■ Aim of the exercise ■
The task calls for the line containing "Would you mind pointing out the deer's neck" and all later lines, through the end of the entries below, to be set down exactly and without pictures.

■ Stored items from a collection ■
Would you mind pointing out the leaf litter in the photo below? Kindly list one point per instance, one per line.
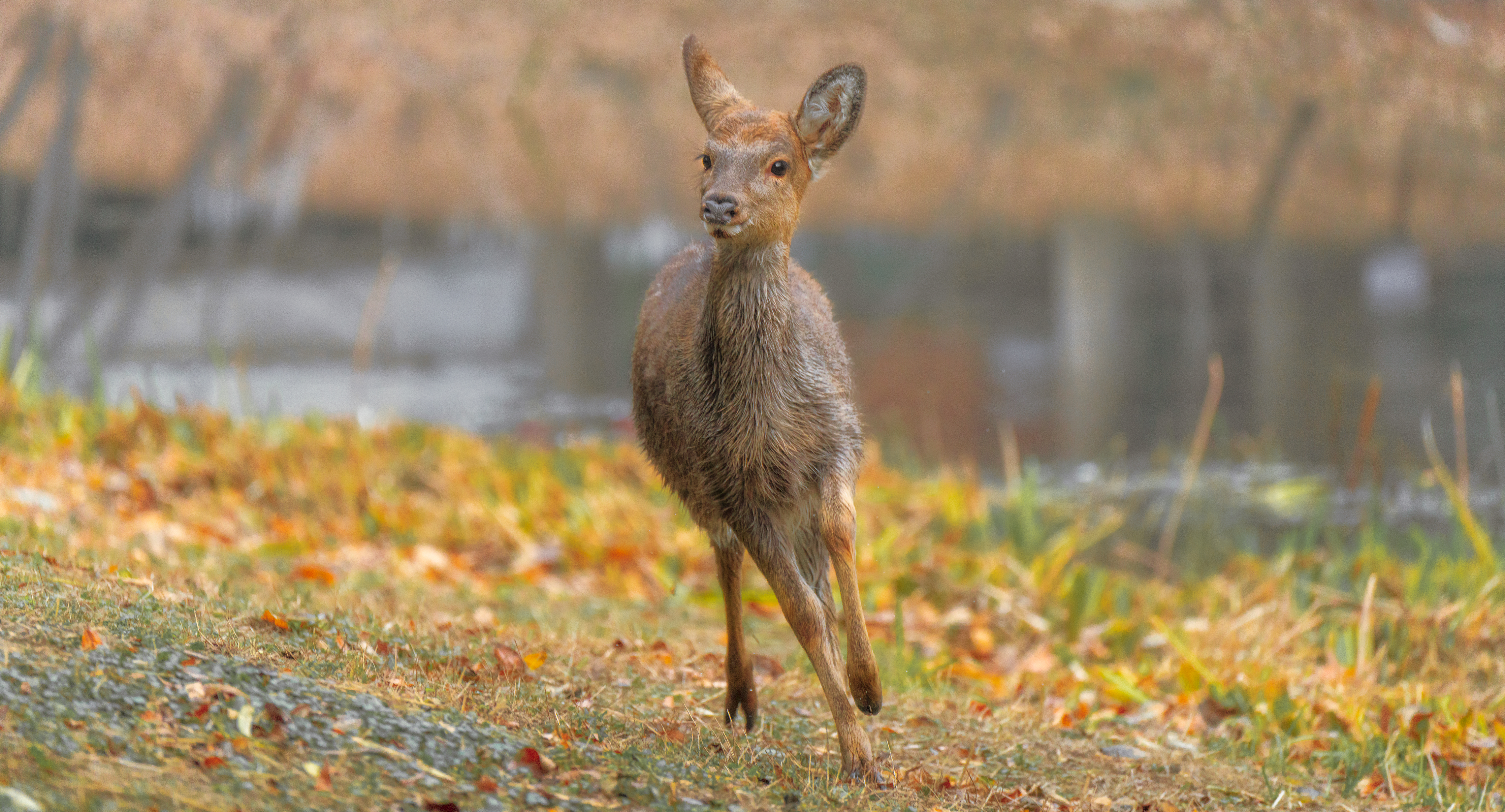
(1332, 670)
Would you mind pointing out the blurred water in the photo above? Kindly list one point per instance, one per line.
(1090, 339)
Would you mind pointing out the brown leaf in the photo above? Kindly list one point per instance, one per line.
(538, 762)
(669, 732)
(314, 572)
(509, 664)
(276, 620)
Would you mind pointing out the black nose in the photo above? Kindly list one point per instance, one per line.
(719, 210)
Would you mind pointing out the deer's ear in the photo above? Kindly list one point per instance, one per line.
(708, 86)
(830, 113)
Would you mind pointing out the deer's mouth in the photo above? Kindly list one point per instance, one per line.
(724, 231)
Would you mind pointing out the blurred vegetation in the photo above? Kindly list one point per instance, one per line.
(1166, 112)
(1338, 661)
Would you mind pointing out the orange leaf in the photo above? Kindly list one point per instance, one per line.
(541, 763)
(314, 572)
(509, 662)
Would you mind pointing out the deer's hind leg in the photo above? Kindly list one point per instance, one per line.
(837, 525)
(741, 688)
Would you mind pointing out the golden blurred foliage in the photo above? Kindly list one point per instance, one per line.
(1163, 112)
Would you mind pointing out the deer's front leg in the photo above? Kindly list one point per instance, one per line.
(741, 689)
(839, 533)
(807, 617)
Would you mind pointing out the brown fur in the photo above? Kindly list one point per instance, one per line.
(743, 390)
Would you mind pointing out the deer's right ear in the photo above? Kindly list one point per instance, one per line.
(708, 86)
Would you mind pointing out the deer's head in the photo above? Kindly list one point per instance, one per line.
(759, 163)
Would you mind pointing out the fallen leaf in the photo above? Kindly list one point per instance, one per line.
(538, 762)
(314, 572)
(276, 620)
(509, 664)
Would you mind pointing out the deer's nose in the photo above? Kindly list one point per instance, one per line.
(719, 210)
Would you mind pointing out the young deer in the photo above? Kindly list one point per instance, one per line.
(743, 391)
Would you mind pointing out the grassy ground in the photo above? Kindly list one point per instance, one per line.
(624, 704)
(214, 614)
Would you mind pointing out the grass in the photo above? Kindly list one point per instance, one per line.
(422, 566)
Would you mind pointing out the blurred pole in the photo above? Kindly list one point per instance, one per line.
(46, 29)
(156, 246)
(569, 273)
(571, 288)
(225, 193)
(55, 176)
(1197, 336)
(1092, 285)
(1275, 300)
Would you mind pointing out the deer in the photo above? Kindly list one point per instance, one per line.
(743, 390)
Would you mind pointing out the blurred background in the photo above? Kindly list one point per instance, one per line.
(1053, 214)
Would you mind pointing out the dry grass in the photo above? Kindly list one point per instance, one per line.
(1335, 670)
(983, 113)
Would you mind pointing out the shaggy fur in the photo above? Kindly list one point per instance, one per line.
(743, 391)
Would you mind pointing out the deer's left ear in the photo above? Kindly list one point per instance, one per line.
(830, 113)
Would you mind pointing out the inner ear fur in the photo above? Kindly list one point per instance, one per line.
(831, 110)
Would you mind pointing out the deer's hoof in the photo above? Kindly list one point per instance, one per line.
(867, 773)
(746, 700)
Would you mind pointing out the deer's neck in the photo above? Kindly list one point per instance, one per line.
(747, 342)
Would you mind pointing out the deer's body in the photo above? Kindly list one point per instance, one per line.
(743, 393)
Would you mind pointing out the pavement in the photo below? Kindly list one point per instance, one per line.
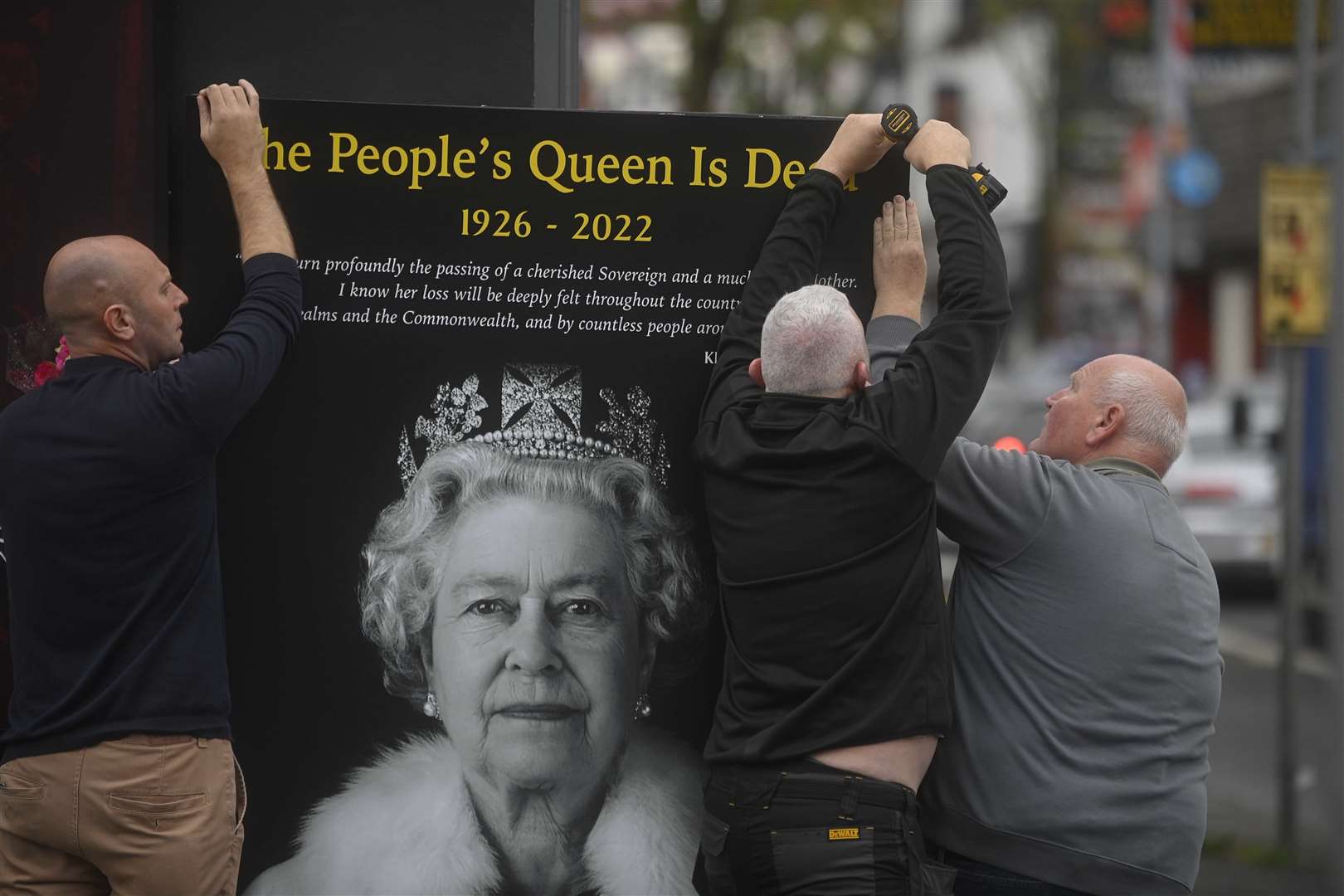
(1242, 855)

■ Response area ■
Would you mind pointing out the deer's neck in the photo above? Kindly list one point per instance, one per line.
(747, 342)
Would you mind pointing out the deer's body in the photo above? Kindly list one point per instance, one per line.
(743, 393)
Would you mind pointing out the pavement in the photo below? Kindly list one point per instance, one per line.
(1242, 855)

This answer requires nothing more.